### WHAT YOU HAVE TO DO
Only the lines of the data holding the string "concrete" need to be returned.

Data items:

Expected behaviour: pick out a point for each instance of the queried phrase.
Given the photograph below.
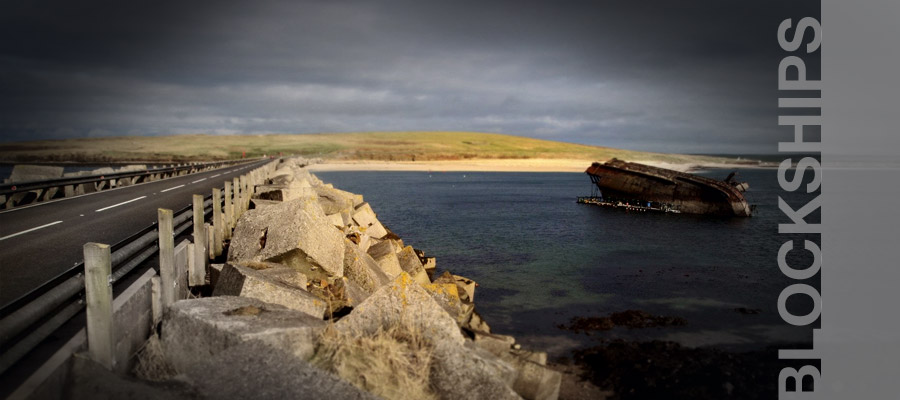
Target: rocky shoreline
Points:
(318, 298)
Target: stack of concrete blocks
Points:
(307, 253)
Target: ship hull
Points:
(685, 192)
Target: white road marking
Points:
(116, 205)
(29, 230)
(176, 187)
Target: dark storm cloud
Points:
(652, 76)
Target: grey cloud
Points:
(649, 76)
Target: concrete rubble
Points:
(308, 256)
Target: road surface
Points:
(39, 242)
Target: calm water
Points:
(541, 259)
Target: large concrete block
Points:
(281, 192)
(367, 221)
(271, 283)
(468, 372)
(240, 348)
(334, 200)
(295, 233)
(534, 381)
(362, 269)
(385, 254)
(212, 325)
(402, 301)
(409, 263)
(466, 286)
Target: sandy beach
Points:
(494, 165)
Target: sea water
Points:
(541, 259)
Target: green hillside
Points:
(396, 146)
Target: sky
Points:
(656, 75)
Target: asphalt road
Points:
(39, 242)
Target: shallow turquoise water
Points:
(541, 259)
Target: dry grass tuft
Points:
(393, 364)
(151, 363)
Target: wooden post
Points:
(210, 239)
(166, 258)
(98, 293)
(197, 275)
(245, 195)
(237, 200)
(155, 300)
(229, 211)
(218, 229)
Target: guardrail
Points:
(33, 317)
(16, 194)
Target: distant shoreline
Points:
(500, 165)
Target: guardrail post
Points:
(197, 274)
(245, 196)
(238, 203)
(229, 211)
(156, 299)
(218, 229)
(98, 293)
(166, 257)
(210, 239)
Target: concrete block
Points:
(385, 255)
(287, 192)
(132, 320)
(402, 301)
(362, 269)
(334, 200)
(534, 381)
(271, 283)
(367, 221)
(295, 233)
(466, 285)
(467, 372)
(477, 323)
(409, 263)
(239, 348)
(336, 220)
(498, 345)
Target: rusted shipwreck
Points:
(653, 188)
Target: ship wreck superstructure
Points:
(654, 188)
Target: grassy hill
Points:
(388, 146)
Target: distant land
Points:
(378, 147)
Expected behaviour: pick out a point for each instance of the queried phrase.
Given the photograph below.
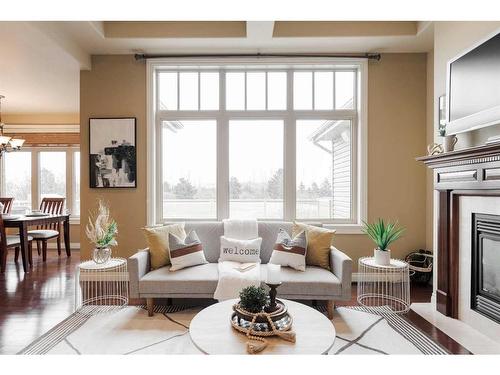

### RESULT
Target: stack of concrete blocks
Target: concrete rubble
Target: large concrete block
Target: concrete block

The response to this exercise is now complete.